INPUT FOR THIS TASK –
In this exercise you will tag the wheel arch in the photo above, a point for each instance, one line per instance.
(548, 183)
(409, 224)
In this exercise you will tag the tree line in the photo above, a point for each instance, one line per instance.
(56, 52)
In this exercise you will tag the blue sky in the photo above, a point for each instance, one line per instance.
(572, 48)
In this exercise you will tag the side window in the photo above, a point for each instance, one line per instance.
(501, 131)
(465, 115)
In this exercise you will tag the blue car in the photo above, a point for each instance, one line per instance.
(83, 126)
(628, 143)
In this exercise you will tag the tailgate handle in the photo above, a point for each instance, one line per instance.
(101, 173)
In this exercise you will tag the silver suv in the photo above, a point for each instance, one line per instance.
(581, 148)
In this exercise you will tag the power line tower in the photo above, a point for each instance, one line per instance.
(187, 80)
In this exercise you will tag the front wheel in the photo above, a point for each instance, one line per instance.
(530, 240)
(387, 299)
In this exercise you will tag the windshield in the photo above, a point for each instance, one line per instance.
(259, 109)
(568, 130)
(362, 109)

PROBLEM –
Express all of the material above as a two-column CSV headed instruction and answer, with one row per instruction. Put its text and its answer each in a single quoted field, and replace any line breaks with spaces.

THE REPLY –
instruction,answer
"In this exercise you will tag the wheel arch in the photo above, a point for each instance, one line per instance.","(548, 183) (409, 224)"
"In this exercise you will tag the tree line in the photo above, a point for each instance, one line per instance.","(56, 52)"
"In this exercise you will tag the blue sky in the photo above, a point for each instance, one line per instance.","(572, 48)"
"In this exercise you will tag the side window in the photo above, a point for each instance, one line per instance.","(501, 131) (465, 115)"
"In this exercise you will tag the blue car in the photo above, a point for each instance, one line per instance.","(83, 126) (628, 143)"
"In this exercise you will tag the tailgate handle in the photo above, a point for each instance, one line per instance.","(101, 173)"
"In this exercise you will tag the silver suv in the photo above, a point for each instance, one line per instance.","(581, 148)"
"In this exercise you will tag the power line tower in the photo above, a point for each instance, one line per instance.","(187, 80)"
"In this exercise you will tag the front wheel in the photo above, a point for each instance, one line per instance.","(530, 240) (387, 299)"
"In this exercise you will tag the windshield in the photo above, a point for each instance, one line per instance.","(259, 109) (568, 130) (362, 109)"